● Direction
How many lines of the listing below contain the string "orange"? Give only the number.

● Record set

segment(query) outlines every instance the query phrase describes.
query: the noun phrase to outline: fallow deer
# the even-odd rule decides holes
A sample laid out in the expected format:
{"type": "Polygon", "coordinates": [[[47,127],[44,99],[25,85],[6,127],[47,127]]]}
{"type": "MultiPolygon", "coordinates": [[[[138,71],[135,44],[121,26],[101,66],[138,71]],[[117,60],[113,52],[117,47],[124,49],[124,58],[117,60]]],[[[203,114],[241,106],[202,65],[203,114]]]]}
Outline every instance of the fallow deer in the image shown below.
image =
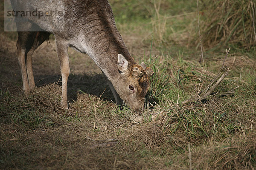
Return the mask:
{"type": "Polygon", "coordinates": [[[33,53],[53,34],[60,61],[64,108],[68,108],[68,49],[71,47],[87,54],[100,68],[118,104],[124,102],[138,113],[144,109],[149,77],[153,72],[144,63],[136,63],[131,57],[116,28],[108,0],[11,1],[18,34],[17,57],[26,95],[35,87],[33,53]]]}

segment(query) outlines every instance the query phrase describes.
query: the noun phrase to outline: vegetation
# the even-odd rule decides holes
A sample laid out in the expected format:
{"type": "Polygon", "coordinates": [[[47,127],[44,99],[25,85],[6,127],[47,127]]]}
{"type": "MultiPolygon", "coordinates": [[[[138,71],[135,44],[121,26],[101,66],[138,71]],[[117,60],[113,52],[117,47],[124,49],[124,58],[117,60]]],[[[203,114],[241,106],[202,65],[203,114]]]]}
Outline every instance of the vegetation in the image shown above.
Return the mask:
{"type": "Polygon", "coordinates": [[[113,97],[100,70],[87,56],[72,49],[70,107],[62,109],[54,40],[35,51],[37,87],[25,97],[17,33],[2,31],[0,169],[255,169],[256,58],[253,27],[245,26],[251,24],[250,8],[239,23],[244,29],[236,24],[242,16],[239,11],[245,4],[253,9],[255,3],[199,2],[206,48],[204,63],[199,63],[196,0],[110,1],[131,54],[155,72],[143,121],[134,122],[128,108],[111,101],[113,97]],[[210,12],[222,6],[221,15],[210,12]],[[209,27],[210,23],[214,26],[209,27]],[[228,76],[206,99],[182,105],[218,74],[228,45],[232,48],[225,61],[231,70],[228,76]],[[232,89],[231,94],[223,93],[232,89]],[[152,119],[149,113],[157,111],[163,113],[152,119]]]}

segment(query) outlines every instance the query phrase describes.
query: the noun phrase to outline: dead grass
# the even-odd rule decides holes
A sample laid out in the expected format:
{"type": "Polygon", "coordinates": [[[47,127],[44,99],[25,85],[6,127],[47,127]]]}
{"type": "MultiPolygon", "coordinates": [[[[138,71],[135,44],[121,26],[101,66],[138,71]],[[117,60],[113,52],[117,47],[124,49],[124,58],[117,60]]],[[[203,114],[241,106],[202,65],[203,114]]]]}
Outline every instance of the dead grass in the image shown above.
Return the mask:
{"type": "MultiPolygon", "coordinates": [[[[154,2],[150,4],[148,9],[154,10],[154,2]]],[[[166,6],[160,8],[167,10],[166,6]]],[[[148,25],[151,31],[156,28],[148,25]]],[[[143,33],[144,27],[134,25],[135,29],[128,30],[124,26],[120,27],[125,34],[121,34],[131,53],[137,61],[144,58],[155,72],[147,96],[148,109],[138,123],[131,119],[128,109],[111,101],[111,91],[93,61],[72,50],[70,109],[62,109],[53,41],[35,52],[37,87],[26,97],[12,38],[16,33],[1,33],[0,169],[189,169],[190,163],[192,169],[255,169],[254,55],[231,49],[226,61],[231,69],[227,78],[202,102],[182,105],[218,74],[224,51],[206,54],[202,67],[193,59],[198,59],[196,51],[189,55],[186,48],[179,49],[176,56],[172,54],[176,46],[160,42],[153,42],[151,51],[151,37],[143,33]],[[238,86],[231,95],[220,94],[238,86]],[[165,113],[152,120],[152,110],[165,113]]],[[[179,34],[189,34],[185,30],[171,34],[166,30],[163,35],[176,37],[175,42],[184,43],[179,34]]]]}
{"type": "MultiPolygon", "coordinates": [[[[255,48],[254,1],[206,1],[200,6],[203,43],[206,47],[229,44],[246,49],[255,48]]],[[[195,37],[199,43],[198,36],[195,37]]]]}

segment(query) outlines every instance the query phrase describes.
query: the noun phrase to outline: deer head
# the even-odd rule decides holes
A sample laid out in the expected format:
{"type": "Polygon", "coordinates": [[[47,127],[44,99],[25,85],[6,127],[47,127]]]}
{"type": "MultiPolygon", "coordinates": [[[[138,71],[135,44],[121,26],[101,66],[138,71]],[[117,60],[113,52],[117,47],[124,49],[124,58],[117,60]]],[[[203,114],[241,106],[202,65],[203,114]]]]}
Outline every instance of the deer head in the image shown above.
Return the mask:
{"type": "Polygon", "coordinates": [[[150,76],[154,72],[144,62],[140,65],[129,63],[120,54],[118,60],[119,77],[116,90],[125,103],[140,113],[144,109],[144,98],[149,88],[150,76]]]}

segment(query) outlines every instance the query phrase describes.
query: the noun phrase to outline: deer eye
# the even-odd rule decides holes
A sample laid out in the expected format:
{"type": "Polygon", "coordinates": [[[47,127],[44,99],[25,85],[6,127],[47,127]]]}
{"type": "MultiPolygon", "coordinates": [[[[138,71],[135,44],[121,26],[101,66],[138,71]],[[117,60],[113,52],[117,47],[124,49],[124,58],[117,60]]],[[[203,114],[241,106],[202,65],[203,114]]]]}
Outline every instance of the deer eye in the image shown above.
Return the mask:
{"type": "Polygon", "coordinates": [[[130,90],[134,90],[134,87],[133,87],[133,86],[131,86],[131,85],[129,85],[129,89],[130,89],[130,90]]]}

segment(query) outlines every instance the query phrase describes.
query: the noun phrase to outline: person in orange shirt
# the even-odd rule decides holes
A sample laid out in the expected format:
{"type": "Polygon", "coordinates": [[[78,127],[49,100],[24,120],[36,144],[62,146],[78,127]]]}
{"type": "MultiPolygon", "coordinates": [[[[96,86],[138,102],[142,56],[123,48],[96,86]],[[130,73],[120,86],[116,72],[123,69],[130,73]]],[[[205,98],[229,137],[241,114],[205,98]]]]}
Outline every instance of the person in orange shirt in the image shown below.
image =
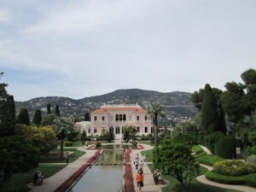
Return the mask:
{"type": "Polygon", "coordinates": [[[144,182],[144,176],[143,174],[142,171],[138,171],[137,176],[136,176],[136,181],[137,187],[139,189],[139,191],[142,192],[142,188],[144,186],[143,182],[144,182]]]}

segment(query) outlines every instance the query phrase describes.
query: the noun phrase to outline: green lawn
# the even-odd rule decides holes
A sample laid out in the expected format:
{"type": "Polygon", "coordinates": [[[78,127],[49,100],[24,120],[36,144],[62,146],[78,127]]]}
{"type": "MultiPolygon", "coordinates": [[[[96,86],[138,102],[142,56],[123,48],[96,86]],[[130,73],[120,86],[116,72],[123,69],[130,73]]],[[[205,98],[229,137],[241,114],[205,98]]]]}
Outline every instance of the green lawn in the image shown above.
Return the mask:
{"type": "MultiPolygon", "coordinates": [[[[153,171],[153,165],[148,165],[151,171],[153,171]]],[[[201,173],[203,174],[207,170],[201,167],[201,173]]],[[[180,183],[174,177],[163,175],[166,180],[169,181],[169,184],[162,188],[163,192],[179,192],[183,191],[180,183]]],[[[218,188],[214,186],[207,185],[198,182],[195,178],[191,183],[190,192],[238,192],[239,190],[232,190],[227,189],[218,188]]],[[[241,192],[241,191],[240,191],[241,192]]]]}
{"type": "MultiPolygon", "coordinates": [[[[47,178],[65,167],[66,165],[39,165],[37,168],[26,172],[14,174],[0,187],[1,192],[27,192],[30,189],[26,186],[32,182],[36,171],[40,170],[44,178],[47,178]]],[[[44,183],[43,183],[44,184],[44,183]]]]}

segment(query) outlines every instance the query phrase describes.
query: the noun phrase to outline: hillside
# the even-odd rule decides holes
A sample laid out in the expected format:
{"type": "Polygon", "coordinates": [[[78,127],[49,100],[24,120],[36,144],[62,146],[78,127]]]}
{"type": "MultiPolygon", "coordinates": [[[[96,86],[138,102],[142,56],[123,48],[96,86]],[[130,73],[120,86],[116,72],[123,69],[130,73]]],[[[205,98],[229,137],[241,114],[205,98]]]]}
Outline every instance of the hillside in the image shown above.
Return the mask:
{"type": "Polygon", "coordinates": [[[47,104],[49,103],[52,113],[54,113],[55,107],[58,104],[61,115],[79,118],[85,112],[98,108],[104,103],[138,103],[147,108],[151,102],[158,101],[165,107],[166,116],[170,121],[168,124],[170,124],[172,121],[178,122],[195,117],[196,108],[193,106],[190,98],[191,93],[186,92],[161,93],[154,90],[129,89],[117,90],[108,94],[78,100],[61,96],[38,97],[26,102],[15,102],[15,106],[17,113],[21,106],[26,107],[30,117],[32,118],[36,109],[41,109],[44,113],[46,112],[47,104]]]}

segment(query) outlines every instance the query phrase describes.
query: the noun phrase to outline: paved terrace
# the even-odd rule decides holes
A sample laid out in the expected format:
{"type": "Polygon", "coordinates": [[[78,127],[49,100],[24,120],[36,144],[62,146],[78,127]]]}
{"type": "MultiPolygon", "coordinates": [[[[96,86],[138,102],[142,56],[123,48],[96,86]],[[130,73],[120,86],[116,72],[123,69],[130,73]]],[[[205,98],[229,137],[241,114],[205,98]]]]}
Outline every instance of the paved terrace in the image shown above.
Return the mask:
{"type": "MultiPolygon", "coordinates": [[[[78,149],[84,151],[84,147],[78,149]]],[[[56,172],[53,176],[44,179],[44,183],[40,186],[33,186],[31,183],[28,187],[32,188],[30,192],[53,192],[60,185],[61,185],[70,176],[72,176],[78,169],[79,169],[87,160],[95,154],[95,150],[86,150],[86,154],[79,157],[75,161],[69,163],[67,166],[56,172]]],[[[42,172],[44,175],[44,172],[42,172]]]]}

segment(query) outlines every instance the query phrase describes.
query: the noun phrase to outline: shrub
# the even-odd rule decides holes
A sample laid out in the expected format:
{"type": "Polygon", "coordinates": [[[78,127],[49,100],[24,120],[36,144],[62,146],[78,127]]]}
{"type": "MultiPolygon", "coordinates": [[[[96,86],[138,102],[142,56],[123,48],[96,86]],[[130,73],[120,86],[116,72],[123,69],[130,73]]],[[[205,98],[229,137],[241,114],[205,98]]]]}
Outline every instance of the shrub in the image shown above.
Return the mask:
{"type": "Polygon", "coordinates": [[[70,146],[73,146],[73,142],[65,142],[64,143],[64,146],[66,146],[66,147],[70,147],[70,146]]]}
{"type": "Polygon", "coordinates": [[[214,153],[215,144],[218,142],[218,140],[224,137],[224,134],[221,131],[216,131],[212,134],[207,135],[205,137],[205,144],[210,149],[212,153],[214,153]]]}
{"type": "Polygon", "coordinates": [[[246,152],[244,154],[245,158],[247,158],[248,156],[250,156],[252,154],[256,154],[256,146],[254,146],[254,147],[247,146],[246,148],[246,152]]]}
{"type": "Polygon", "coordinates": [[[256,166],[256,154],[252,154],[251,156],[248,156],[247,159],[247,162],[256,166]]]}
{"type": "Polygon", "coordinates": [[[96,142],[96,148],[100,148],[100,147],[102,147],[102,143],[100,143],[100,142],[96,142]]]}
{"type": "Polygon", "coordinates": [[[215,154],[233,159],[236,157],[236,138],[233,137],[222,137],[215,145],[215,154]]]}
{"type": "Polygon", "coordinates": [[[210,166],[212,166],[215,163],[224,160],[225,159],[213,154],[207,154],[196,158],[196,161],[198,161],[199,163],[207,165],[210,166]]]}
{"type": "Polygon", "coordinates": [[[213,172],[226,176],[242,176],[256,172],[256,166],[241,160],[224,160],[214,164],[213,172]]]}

● Reply
2